A block of data:
※ ※ ※
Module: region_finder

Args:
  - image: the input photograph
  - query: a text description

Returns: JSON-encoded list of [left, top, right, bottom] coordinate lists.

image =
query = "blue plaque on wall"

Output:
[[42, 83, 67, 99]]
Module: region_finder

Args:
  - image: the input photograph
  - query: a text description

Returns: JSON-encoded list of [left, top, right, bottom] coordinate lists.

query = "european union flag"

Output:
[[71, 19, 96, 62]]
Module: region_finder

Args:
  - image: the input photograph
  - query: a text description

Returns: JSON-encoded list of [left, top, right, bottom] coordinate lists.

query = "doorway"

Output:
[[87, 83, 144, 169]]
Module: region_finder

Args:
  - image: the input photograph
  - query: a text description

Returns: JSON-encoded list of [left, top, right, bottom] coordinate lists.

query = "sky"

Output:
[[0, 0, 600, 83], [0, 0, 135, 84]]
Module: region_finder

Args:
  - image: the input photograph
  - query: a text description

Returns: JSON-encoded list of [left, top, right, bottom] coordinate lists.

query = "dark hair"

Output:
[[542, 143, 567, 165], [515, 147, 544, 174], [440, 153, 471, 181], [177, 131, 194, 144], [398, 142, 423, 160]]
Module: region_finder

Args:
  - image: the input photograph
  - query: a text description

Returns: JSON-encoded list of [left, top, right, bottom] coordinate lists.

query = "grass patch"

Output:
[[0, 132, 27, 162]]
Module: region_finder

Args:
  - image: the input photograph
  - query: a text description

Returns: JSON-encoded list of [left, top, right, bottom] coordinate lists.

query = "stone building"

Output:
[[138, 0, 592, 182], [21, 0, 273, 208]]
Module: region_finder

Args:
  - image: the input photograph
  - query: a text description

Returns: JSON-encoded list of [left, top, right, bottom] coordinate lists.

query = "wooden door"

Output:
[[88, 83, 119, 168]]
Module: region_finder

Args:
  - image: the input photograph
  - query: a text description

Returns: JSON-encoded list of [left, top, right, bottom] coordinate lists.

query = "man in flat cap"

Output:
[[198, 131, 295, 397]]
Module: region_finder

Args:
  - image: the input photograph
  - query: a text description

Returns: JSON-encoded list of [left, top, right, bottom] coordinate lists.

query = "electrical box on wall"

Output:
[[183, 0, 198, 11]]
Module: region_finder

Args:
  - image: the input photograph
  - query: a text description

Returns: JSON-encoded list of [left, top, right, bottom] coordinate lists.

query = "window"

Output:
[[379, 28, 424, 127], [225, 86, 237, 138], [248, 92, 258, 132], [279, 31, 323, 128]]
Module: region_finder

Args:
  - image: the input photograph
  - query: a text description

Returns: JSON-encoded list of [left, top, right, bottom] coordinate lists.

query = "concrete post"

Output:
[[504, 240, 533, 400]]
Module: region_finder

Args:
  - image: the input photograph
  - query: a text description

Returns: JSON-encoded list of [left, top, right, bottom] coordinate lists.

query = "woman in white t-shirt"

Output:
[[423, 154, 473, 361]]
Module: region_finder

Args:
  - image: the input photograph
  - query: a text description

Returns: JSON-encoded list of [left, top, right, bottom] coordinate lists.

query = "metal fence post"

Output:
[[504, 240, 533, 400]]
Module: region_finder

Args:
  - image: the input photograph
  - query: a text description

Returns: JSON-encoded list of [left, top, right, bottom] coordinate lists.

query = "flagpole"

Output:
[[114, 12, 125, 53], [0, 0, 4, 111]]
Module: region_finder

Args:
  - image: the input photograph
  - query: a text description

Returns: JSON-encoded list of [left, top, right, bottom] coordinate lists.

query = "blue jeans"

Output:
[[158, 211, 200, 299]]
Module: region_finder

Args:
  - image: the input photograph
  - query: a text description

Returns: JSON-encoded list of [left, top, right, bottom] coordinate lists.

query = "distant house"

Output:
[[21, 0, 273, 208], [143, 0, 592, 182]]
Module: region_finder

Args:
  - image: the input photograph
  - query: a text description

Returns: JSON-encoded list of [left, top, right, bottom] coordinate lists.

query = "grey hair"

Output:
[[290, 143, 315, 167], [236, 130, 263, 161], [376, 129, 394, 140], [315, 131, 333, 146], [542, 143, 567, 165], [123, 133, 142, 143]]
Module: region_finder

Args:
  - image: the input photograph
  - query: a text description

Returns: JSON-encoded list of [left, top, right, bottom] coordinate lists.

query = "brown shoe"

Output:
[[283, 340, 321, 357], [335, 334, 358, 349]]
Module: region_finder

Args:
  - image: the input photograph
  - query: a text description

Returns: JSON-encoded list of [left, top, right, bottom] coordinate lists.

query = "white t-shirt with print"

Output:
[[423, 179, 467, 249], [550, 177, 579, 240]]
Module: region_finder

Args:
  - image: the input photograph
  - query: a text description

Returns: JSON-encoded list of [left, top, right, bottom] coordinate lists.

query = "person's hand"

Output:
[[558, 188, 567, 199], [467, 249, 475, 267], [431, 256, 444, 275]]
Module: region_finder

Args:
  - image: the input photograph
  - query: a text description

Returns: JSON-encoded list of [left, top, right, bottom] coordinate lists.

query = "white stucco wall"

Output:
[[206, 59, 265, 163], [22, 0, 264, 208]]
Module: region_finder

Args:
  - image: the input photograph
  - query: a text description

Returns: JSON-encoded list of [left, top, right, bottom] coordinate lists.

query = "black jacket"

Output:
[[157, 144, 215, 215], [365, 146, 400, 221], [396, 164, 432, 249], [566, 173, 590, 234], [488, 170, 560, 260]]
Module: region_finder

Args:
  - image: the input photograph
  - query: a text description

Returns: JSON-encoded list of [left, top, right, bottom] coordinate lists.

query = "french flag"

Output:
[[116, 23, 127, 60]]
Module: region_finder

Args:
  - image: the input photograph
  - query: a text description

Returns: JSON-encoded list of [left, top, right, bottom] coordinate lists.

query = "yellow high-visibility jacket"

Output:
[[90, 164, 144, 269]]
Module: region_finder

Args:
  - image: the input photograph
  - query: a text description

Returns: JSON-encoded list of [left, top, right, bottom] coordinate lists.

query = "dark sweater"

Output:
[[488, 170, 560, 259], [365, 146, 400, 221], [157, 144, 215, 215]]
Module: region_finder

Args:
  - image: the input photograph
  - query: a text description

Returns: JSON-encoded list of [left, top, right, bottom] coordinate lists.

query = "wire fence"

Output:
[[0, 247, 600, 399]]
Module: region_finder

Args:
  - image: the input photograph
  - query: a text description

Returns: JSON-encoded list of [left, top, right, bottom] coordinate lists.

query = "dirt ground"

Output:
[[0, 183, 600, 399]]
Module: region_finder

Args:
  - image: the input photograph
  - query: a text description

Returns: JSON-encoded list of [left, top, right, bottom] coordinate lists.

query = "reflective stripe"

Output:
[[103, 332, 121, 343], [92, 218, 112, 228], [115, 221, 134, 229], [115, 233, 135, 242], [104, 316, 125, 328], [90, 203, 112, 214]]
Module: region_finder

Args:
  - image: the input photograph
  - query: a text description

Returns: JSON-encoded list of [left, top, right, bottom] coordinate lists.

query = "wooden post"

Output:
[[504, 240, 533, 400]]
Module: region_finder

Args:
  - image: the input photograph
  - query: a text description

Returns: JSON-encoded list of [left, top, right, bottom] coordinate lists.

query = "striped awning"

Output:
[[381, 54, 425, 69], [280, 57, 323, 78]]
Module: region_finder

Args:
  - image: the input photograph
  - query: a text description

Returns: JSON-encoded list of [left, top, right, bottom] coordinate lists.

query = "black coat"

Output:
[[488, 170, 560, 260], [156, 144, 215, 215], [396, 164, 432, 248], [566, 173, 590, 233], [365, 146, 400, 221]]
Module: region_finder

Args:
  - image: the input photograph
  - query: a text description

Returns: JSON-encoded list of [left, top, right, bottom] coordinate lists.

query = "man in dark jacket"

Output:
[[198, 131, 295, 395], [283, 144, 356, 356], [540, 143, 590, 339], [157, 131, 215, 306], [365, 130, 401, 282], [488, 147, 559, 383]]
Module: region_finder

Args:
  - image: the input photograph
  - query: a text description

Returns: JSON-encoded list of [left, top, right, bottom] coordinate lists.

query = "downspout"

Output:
※ ※ ※
▶ **Given instruction**
Rewrite every line from the start of the records through the line holding "[[0, 0, 600, 83], [0, 0, 135, 84]]", inclusive. Multiply each output coordinate by 2.2 and round it to a whole number, with halves rounded up, and leave all other text unchanged.

▶ **Solution to this exercise**
Module: region_finder

Args:
  - image: the input photograph
  - query: a text description

Returns: JSON-encoded list of [left, top, right, bottom] coordinate lists.

image =
query = "blue plaque on wall"

Output:
[[92, 183, 147, 218]]
Module: region_finder

Args:
  - image: the input photograph
  - query: a text description

Returns: JSON-encoded list of [left, top, right, bottom] coordinate lists.

query = "european union flag"

Output:
[[156, 42, 211, 136]]
Module: region_finder

Args:
  - image: the input photograph
  - query: a text description

Returns: JSON-encoded list of [left, top, right, bottom] coordinate lists.

query = "doorway"

Output:
[[191, 183, 317, 372]]
Module: region_finder

Args:
  - image: the input photograph
  - query: a text description

Returns: JSON-encoded list of [left, top, right, bottom] coordinate lists.

query = "sky"

Output:
[[0, 0, 1320, 183], [0, 0, 297, 185]]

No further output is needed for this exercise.